» WRITTEN REQUEST: Transcribe the entries below exactly.

» MATERIAL TO PROCESS:

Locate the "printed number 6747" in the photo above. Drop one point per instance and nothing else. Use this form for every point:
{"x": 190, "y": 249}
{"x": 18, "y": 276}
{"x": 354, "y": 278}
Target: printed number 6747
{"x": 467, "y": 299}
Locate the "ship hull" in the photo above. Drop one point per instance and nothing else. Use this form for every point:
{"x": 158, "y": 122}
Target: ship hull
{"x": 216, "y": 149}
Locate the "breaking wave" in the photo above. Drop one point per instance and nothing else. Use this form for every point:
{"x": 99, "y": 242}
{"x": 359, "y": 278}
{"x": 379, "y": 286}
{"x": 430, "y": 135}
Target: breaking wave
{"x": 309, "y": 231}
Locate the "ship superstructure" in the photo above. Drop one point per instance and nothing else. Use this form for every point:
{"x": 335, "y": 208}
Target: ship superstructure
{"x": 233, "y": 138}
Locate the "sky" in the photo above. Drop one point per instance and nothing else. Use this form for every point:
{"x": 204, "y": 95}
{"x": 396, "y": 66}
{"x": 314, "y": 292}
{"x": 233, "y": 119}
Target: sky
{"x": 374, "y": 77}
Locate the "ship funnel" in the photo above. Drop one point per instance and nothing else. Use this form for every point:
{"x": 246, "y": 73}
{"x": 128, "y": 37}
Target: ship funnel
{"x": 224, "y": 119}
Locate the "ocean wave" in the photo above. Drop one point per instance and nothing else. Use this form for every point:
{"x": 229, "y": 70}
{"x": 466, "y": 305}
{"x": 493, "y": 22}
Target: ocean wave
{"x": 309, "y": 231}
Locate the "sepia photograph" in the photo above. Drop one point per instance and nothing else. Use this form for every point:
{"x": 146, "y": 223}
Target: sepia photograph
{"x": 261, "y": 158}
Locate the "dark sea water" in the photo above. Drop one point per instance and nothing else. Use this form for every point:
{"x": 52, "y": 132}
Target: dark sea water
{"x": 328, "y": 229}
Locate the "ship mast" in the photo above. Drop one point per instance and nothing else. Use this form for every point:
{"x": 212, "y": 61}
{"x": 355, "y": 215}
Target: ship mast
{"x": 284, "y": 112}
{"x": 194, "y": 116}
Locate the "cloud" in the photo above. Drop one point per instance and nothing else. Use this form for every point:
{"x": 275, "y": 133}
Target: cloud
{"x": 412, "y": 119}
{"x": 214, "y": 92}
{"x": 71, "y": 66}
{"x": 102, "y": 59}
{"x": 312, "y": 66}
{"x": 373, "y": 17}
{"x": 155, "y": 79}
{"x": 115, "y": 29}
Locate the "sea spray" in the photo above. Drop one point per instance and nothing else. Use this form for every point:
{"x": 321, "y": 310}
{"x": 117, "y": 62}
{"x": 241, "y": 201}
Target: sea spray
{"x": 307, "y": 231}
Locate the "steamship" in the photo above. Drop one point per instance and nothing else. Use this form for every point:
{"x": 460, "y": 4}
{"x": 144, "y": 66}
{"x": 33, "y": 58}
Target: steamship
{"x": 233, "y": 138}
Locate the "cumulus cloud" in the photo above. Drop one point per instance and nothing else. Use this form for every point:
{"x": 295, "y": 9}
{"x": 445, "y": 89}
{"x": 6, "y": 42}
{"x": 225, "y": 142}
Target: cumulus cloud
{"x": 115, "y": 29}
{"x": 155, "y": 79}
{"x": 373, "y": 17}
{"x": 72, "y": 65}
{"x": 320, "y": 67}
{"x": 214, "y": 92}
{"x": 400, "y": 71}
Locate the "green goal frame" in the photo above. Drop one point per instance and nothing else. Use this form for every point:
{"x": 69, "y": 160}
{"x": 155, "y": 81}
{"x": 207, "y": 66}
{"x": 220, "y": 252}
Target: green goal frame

» FINISHED EXERCISE:
Locate the "printed number 6747" in the photo above. Drop one point per instance and nothing else. Use this form for every point:
{"x": 190, "y": 249}
{"x": 18, "y": 276}
{"x": 354, "y": 278}
Target: printed number 6747
{"x": 467, "y": 299}
Locate the "ship hull" in the photo above. Drop one point per instance and nothing else. Use this form for every point:
{"x": 158, "y": 122}
Target: ship hull
{"x": 216, "y": 149}
Locate the "breaking wave" in the photo above. Drop one point per instance and nothing else. Use this form for every point:
{"x": 99, "y": 242}
{"x": 359, "y": 278}
{"x": 379, "y": 286}
{"x": 430, "y": 135}
Target: breaking wave
{"x": 309, "y": 231}
Locate the "ship superstructure" in the photo above. Drop one point per instance and nothing else. Use this form for every point:
{"x": 335, "y": 208}
Target: ship superstructure
{"x": 233, "y": 138}
Locate the "sky" in the photo above. Drop one point per instance and nothing else. Use this form for every point:
{"x": 204, "y": 95}
{"x": 396, "y": 66}
{"x": 314, "y": 292}
{"x": 233, "y": 119}
Target: sky
{"x": 374, "y": 77}
Locate the "ship funnel" in the photo above. Drop one point per instance and nothing else. Use this form for every point:
{"x": 246, "y": 73}
{"x": 128, "y": 37}
Target: ship funnel
{"x": 224, "y": 119}
Locate the "ocean wave" in the photo above. Drop one point per instance and nothing else. Use this form for every point:
{"x": 229, "y": 70}
{"x": 466, "y": 305}
{"x": 493, "y": 22}
Target: ocean wave
{"x": 309, "y": 231}
Locate the "sepia photograph" in the photo above. Drop one point per instance and nothing else. Use this form for every point:
{"x": 146, "y": 223}
Target: sepia photograph
{"x": 261, "y": 158}
Locate the "dark sea water" in the photo above. Drop one point per instance and nothing else. Use this form for every point:
{"x": 52, "y": 132}
Target: dark sea water
{"x": 328, "y": 229}
Locate the "ship mast" in the photo above. Drop one point per instance and nothing else. Use this form for every point:
{"x": 212, "y": 61}
{"x": 355, "y": 215}
Target: ship mast
{"x": 284, "y": 112}
{"x": 194, "y": 116}
Locate the "cloud" in the photo above. Drop one point per instance and nothing else. Use this form for every point:
{"x": 275, "y": 133}
Target: cloud
{"x": 412, "y": 119}
{"x": 214, "y": 92}
{"x": 71, "y": 66}
{"x": 102, "y": 59}
{"x": 312, "y": 66}
{"x": 373, "y": 17}
{"x": 155, "y": 79}
{"x": 115, "y": 29}
Locate the "sea spray" in the photo above. Drop one point per instance and nothing else. Use this form for every point:
{"x": 321, "y": 310}
{"x": 117, "y": 62}
{"x": 241, "y": 201}
Target: sea spray
{"x": 307, "y": 231}
Locate the "steamship" in the photo above. Drop one point per instance and nothing else. Use this form for every point:
{"x": 460, "y": 4}
{"x": 144, "y": 66}
{"x": 33, "y": 58}
Target: steamship
{"x": 233, "y": 138}
Locate the "cumulus cloud" in the photo above. Drop one point per instance and nothing else. Use this form for every point:
{"x": 295, "y": 9}
{"x": 445, "y": 89}
{"x": 6, "y": 42}
{"x": 225, "y": 142}
Target: cumulus cloud
{"x": 115, "y": 29}
{"x": 155, "y": 79}
{"x": 373, "y": 17}
{"x": 72, "y": 65}
{"x": 320, "y": 67}
{"x": 214, "y": 92}
{"x": 400, "y": 71}
Locate the "green goal frame" in the photo above. Drop one point per instance and nothing else. Use this form for every point:
{"x": 69, "y": 160}
{"x": 155, "y": 81}
{"x": 207, "y": 66}
{"x": 220, "y": 252}
Target: green goal frame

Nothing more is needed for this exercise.